=== DIRECTIONS FOR THIS TASK ===
Print the entire listing below, reproducing every line unchanged.

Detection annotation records

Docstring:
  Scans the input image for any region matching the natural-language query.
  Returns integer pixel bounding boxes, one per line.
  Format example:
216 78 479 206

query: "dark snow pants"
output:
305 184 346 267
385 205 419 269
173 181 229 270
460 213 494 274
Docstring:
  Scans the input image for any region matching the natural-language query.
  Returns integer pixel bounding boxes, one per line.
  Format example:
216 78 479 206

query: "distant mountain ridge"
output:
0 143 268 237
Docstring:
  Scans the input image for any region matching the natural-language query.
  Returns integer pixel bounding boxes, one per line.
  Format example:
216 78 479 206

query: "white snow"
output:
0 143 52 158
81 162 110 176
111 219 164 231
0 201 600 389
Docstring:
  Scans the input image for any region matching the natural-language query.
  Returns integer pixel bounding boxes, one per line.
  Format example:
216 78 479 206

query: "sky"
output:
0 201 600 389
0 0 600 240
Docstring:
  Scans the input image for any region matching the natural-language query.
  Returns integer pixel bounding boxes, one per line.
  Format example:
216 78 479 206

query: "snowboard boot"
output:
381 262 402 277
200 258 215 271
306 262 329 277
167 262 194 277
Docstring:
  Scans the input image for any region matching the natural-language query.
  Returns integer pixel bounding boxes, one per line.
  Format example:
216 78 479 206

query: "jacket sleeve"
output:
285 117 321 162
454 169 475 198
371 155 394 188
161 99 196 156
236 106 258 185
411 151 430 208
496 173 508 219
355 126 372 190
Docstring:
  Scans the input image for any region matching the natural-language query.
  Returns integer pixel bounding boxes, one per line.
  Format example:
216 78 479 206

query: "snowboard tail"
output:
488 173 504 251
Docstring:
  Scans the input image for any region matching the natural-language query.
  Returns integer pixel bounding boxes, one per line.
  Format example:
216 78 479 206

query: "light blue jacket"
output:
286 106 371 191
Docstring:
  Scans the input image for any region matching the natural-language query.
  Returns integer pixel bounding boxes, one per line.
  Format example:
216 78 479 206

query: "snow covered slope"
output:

=== COMPLETE RESPONSE ===
Docstring:
  Scans the input image for any region matching the natural-language query.
  Returns integer pixel bounding boxes, one per line.
  Format example:
216 78 479 206

query: "dark snow pants"
output:
305 184 346 267
385 205 419 269
173 181 229 270
460 213 494 274
Docstring:
  Scans the input image for any region matching the natural-language query.
  Returns integer pixel bounding boxes, one per line.
  Format example:
216 78 479 206

query: "distant mountain ridge"
output:
0 143 268 237
Docstring:
  Scans the input image for any region matching the natural-language query.
  Returns integer pixel bounding boxes, one per line.
  Format example:
216 78 479 206

query: "white snow"
output:
0 143 52 158
81 162 110 176
111 219 164 231
0 201 600 389
Docstring:
  Scans the input image for any region matching the natural-language query.
  Returns integer pixel bounding boxes, one per line.
  Format example:
216 78 479 206

query: "sky"
output:
0 201 600 389
0 0 600 240
Docstring:
  Scans the input image for any region matching the natural-language query.
  Returns integer pixel bounding boxes, one per line.
  Format example:
216 78 479 206

query: "snowboard boot"
output:
381 262 402 277
200 258 215 271
306 262 329 277
167 262 194 277
Docstring:
  Scans the input image for any region matching the natural-language query.
  Returns integer pixel bounding boxes, one per line.
  Format example:
216 78 479 206

query: "jacket sleeve"
output:
285 117 321 162
454 169 475 198
371 155 394 188
161 99 196 156
236 106 258 185
411 151 430 208
496 173 508 219
355 126 372 190
Docstring:
  Scans the input image for any region matching the natural-language query.
  Returns integer pixel bounding boxes, one per line.
  Format example:
216 78 479 206

query: "snowboard tail"
output:
488 173 504 251
Docstring:
  Scans the input image for any region matching the natural-language query.
  Returns integer pixel bounding boxes, one per line.
  Format example:
216 78 479 206

query: "light blue jacket"
output:
286 106 371 191
Docstring:
  Scans the input image for any region matching the natural-language query.
  Returns integer pixel bounding boxes, one per line.
  Format example:
216 78 479 206

query: "snow covered slope"
output:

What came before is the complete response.